Colbert’s hilarious smackdown of O’Reilly (video below) must have gotten to Papa Bear. On last night’s episode, O’Reilly devoted his opening Talking Points Memo to lambasting Colbert in the harshest terms. He called Colbert “a deceiver” and an “ideological fanatic” who is “misguided in the extreme.” But O’Reilly wasn’t done yet. He continued saying that…
“Colbert can be dismissed as clueless, but the guy does do damage because he gives cover to the powerful people who are selling Americans a big lie, that this country is bad, that it intentionally oppresses many of its own citizens. That is a lie. That point of view is shameful.”
Of course, Colbert never said or implied that the country is bad. But he and millions of other Americans recognize that it is flawed with respect to the over-weighting of influence by upper-crusty plutocrats. Recent decisions by the right-wing dominated Supreme Court that give ever-more power to the rich are evidence of the wealth-centric bias that keeps average citizens from having an equal say in public affairs. When money equals speech, the rich get more of it, and the poor can only buy silence. That’s a position that fits squarely with O’Reilly’s world view. Last year he actually lamented the fate of the rich as the ones who were really oppressed.

################

REQUIRED WORK:
[a] In the passage on O'Reilly and Colbert, which part of his show did O'Reilly use to attack Colbert?
[b] Proceed with the passage on O'Reilly and Colbert from where it stops.
The rows have no connection to the passage on O'Reilly and Colbert.

################

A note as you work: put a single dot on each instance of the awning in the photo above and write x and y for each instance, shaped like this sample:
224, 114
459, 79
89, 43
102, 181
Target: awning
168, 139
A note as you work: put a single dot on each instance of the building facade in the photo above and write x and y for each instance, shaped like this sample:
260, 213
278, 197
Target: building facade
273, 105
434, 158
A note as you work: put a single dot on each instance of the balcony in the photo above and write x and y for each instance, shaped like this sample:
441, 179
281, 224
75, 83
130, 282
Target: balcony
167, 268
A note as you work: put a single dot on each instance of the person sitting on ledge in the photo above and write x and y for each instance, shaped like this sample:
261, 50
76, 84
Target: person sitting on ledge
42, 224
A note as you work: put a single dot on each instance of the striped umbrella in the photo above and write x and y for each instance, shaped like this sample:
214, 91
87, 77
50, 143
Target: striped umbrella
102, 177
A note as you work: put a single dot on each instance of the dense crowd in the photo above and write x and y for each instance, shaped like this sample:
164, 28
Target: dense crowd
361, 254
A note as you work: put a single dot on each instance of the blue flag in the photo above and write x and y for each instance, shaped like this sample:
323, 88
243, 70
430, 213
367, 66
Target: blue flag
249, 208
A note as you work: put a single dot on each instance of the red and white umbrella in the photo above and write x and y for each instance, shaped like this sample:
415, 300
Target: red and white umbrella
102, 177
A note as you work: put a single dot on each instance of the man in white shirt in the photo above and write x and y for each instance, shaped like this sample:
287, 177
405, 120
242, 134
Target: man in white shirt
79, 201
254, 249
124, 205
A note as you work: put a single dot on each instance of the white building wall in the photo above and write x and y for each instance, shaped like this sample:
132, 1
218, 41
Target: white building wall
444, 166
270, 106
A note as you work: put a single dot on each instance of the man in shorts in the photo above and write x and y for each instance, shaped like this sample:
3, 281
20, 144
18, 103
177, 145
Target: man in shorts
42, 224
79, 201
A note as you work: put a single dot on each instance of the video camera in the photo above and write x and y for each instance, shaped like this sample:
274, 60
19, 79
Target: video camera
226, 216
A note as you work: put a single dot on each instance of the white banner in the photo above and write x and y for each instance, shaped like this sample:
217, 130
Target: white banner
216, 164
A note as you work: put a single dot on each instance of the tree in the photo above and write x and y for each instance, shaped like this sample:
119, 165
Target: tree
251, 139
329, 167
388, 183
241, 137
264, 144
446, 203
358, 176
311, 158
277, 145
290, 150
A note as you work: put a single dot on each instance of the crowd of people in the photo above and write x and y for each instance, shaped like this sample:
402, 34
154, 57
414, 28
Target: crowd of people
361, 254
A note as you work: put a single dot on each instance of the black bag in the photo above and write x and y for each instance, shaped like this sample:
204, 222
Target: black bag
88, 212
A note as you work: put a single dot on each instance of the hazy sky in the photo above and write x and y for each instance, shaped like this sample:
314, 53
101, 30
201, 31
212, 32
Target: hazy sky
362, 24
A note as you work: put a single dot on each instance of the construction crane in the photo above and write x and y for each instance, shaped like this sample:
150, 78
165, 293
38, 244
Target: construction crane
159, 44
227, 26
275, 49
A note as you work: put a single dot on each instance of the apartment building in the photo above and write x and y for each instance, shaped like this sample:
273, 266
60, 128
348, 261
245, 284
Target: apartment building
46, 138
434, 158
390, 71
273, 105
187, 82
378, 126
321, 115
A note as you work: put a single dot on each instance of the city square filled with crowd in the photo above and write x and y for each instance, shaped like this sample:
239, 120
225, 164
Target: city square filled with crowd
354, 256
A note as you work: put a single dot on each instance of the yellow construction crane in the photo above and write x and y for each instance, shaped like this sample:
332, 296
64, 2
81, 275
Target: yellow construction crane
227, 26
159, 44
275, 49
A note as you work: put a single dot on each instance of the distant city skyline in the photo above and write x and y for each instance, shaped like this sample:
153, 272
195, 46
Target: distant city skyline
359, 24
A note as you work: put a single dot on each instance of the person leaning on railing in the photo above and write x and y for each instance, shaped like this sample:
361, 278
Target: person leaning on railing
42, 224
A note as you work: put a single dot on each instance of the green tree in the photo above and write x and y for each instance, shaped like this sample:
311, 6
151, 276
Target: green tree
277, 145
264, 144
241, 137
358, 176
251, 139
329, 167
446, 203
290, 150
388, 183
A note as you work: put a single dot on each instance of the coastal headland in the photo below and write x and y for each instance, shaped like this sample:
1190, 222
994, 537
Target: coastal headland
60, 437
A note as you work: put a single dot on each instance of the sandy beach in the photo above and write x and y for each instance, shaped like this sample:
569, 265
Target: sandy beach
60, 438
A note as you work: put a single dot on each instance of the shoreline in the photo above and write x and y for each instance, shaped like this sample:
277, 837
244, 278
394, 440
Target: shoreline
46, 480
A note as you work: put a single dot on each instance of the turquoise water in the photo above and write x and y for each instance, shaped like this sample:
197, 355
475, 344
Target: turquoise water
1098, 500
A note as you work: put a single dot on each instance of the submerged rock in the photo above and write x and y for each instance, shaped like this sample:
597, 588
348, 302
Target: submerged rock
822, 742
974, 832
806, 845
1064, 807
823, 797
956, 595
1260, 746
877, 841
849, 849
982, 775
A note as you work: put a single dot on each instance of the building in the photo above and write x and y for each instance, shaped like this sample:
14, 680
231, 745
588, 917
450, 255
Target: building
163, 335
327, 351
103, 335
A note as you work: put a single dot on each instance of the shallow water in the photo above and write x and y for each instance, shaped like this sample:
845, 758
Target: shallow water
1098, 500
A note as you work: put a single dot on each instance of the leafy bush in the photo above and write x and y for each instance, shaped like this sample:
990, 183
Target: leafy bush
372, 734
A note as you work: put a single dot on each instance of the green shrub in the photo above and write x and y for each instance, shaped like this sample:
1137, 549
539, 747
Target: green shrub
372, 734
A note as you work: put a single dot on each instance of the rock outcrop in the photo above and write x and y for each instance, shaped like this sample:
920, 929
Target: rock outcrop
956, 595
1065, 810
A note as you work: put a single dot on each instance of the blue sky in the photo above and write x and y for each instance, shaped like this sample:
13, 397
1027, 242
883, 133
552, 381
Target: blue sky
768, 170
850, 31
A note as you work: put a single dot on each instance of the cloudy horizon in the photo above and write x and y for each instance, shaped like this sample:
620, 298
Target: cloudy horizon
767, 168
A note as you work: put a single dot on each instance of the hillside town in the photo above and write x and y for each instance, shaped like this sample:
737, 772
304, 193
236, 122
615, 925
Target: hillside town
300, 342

################

EXERCISE RESULTS:
[a] His opening Talking Points Memo.

[b]
O’Reilly also sought to school Colbert on the philosophy of Dr. Martin Luther King, Jr. saying that “Maybe Colbert should understand that Dr. King gave his life for equality of opportunity.” But that is a stupendously false and ignorant misreading of King’s message. King gave his life in the fight for actual equality and freedom from oppression, not the “opportunity” of it. And the fight continues to this day with people like O’Reilly who defend a status quo that favors rich folks like himself.
One thing that O’Reilly got right is that “Each human being is born with abilities, but they are not equal abilities.” And clearly O’Reilly doesn’t have the intellectual or comedic ability to go toe-to-toe with Colbert.